TO BE DONE:
Lay out the stretch of the records from the line containing "target: kneeling worker" through the line containing "53), (92, 56)]" as a numbered list, omitting any blank lines.

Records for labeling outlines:
* Start *

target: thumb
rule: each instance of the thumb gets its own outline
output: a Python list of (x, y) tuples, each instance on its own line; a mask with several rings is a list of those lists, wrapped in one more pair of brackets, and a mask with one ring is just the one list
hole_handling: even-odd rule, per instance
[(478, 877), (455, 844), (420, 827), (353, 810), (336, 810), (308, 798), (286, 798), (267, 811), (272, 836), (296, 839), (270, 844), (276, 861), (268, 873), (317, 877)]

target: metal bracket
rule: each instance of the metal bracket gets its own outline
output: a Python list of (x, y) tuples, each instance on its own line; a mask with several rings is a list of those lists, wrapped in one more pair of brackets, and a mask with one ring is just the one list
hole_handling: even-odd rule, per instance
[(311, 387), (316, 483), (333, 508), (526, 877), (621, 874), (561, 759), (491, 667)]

* End *
* Start *

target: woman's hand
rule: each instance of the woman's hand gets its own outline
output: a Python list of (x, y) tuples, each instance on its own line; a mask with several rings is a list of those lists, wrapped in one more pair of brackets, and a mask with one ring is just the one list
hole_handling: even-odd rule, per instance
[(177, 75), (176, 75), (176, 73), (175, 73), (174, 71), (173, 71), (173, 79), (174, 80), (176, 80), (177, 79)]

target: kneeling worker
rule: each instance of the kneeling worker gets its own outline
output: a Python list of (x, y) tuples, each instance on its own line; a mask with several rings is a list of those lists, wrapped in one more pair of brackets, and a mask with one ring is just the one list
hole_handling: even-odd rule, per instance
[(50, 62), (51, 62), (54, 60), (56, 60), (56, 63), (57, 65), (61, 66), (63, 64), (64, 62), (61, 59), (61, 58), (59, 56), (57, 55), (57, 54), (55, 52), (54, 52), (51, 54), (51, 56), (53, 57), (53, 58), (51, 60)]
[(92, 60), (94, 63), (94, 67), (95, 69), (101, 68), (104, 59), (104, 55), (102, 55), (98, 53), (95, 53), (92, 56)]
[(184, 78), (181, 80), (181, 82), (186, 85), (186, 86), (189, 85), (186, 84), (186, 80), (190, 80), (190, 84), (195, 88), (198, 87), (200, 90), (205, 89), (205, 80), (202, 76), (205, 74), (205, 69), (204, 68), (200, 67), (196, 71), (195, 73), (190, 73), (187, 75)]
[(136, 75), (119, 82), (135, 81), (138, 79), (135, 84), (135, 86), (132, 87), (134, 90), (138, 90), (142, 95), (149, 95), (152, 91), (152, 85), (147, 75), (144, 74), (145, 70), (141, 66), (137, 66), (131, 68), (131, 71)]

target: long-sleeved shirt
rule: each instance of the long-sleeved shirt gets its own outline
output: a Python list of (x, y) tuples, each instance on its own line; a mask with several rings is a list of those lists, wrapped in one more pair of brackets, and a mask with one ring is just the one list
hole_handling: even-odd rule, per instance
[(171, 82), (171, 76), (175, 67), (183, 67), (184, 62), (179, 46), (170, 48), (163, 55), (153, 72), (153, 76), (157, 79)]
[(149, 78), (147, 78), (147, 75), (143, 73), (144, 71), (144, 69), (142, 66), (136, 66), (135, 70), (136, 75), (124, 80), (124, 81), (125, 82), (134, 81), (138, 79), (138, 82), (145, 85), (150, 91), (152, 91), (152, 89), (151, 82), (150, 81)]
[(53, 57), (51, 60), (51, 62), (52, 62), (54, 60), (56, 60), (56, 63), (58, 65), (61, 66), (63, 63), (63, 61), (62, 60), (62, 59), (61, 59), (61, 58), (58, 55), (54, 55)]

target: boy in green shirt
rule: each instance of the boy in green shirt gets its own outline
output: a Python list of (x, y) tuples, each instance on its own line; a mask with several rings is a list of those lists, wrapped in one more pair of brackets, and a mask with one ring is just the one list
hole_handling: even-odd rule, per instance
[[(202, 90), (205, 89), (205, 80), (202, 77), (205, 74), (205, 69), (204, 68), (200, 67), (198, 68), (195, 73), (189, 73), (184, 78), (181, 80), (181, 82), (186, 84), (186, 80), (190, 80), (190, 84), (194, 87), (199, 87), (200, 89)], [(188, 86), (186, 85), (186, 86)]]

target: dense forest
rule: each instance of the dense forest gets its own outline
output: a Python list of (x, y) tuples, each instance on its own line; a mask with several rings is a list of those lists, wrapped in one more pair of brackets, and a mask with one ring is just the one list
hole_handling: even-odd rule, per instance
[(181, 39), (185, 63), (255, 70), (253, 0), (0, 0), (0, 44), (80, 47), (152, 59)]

* End *

TASK RESULT:
1. target: kneeling worker
2. rule: each instance of the kneeling worker gets its own outline
3. output: a Python list of (x, y) tuples, each instance on its own line; a mask with several rings is a list of those lists, wrapped in one more pair of brackets, and a mask with one ring is just the one list
4. hole_handling: even-odd rule, per instance
5. [(50, 62), (51, 62), (54, 60), (56, 60), (56, 63), (57, 65), (61, 66), (63, 64), (64, 62), (61, 59), (61, 58), (59, 56), (57, 55), (57, 54), (55, 52), (54, 52), (51, 54), (51, 56), (53, 57), (53, 58), (51, 60)]
6. [(92, 60), (94, 63), (94, 67), (95, 69), (101, 68), (104, 59), (104, 55), (102, 55), (98, 53), (95, 53), (92, 56)]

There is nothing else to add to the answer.